You understand Achievements have no intrinsic worth. The fact you've been made to care about them anyway, is what I am talking about. You were made to care about collecting a thousand unicorn skulls, because the game dangled a cleverly-named merit badge for doing so. Dollar value: zilch. Totally arbitrary nonsense, could've been anything else.
Kinda weird to frame it with the non-aggression principle, but sure, yes, good. These systems exploit cognitive vulnerabilities to shortcut our decision-making and trick people out of real money. Generally for things that cost the seller nothing... like editing your own character on your own computer. Any game taking real money is inevitably a collection of these abusive antipatterns, for that kind of manufactured desire.
Nitpicking individual cases is letting the trees obscure the forest - these are game studios. Finding novel ways to manipulate customers is their job. Only a sweeping solution could possibly work.
For me, yeah, I agree. For someone else, maybe they do have value. Achievements are a particularly stupid example because you can automate getting them, but my point is that digital things can have value. Maybe they're sentimental (I did a hard thing and this proves it), or maybe they're resellable (rare item in a game, which can be traded).
Something physical that you value could have no value to someone else. Value is subjective.
As a libertarian, that's generally how I frame things, because if I can't justify it under the NAP, it's probably me forcing my values on others.
True, but isn't that true of pretty much everything if we zoom out enough? Politicians want to manipulate voters to get (re)elected, restaurants want to manipulate patrons to return, etc. We all have a selfish interest in getting others to do what we want.
There has to be a line at which point self-interest is "wrong" to the extent that we should use government to regulate it. I use the NAP to reason about that point, others use some other (often subjective) metric. This same line of reasoning could be used to ban porn games, games with self-harm, or games critical of a government.

**DATASET EXCERPTS**.
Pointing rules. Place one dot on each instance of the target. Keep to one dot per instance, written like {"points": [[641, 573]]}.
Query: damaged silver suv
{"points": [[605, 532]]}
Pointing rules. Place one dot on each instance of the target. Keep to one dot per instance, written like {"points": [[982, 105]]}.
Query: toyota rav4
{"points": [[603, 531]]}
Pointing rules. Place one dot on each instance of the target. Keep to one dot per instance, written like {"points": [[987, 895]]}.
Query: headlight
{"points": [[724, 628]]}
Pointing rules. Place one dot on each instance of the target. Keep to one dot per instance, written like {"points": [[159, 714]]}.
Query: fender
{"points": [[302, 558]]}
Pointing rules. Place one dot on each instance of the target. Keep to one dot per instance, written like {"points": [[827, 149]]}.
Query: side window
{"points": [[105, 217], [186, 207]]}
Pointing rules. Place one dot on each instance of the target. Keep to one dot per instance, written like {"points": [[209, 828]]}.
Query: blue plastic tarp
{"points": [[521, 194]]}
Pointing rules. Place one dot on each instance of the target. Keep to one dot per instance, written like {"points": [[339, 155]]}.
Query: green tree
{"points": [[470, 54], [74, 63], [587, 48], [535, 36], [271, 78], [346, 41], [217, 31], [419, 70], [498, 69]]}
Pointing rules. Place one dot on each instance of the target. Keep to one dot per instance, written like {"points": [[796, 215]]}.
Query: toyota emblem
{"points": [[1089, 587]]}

**WORK ORDER 1**. In the discussion on game achievements, what does the player collect a thousand of to earn a merit badge?
**WORK ORDER 2**. Copy the discussion on game achievements word for word, from "Nitpicking individual cases" up to and including "could possibly work.".
The items have no role in this work.

**EXERCISE OUTPUT 1**. Unicorn skulls.

**EXERCISE OUTPUT 2**.
Nitpicking individual cases is letting the trees obscure the forest - these are game studios. Finding novel ways to manipulate customers is their job. Only a sweeping solution could possibly work.